Short exercise ▸ In the passage on propeller effects, what two conditions does the thrust line meet to a first approximation?
BEGIN Text shown
The propeller does more than provide thrust for flight. Propeller effects also impact the stability, control and trim of an airplane in a variety of ways. The designer must take these effects into account to provide satisfactory flying qualities, particularly on airplanes with high power-to-weight ratios or unconventional placement of the propeller.
The thrust line is the line along which the thrust of the propeller acts. To a first approximation, the thrust line passes through the center of the propeller shaft and is normal to the plane of rotation of the propeller. The position and direction of the thrust line affect how power and thrust will affect the stability and control of the airplane.
When an airplane is in steady-state, level flight, all of the forces and moments acting about the center of gravity (CG) are balanced. Thrust equals drag, lift equals weight, and there is no net pitching or rolling moment on the airplane. To maintain this, a change in any force or moment acting on the airplane must be counteracted by an equal and opposite change of the other forces and moments.
END Text shown
BEGIN Dataset content
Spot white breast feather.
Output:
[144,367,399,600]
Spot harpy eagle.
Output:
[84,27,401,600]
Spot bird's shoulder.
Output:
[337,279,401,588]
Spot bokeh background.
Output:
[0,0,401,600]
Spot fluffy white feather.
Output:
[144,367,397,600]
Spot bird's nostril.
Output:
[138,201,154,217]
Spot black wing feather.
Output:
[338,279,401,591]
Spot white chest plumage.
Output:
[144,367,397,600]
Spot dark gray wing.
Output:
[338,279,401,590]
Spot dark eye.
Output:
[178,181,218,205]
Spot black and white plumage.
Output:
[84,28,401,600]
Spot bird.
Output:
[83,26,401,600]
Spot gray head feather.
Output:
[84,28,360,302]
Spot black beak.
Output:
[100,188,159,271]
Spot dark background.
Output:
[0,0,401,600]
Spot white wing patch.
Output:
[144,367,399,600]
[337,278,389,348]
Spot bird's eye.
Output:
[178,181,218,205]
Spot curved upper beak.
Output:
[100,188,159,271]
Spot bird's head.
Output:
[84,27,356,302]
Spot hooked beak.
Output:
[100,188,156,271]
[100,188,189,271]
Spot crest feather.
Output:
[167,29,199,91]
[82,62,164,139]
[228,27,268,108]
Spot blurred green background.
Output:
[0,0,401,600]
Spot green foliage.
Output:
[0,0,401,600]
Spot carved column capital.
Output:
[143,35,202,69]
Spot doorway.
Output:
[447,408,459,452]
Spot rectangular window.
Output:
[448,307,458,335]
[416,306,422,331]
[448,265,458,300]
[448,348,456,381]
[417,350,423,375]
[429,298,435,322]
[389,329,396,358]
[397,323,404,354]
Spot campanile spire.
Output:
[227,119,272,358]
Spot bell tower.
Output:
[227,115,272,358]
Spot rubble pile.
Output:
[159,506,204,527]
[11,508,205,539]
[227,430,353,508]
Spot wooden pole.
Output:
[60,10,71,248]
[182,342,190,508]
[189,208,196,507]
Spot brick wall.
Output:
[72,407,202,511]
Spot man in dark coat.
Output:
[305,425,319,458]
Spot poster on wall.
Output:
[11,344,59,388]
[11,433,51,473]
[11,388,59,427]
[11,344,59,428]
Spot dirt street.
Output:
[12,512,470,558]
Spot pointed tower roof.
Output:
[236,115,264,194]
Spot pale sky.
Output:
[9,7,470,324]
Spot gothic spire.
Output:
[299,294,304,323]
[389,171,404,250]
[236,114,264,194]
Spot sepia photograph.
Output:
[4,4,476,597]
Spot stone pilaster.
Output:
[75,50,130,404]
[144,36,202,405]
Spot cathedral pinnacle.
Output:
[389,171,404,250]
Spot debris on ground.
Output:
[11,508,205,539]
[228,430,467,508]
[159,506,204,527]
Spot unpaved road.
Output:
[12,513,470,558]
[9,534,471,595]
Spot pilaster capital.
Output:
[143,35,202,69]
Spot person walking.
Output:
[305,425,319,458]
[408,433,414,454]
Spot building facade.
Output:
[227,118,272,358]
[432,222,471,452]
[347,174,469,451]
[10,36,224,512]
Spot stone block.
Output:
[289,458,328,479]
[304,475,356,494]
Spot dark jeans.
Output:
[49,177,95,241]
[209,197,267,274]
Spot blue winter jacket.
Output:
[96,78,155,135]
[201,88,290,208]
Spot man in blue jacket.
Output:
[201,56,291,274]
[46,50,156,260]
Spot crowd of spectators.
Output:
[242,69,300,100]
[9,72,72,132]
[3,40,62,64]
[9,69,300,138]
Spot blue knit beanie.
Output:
END Dataset content
Written solution ▸ It passes through the center of the propeller shaft and is normal to the propeller's plane of rotation.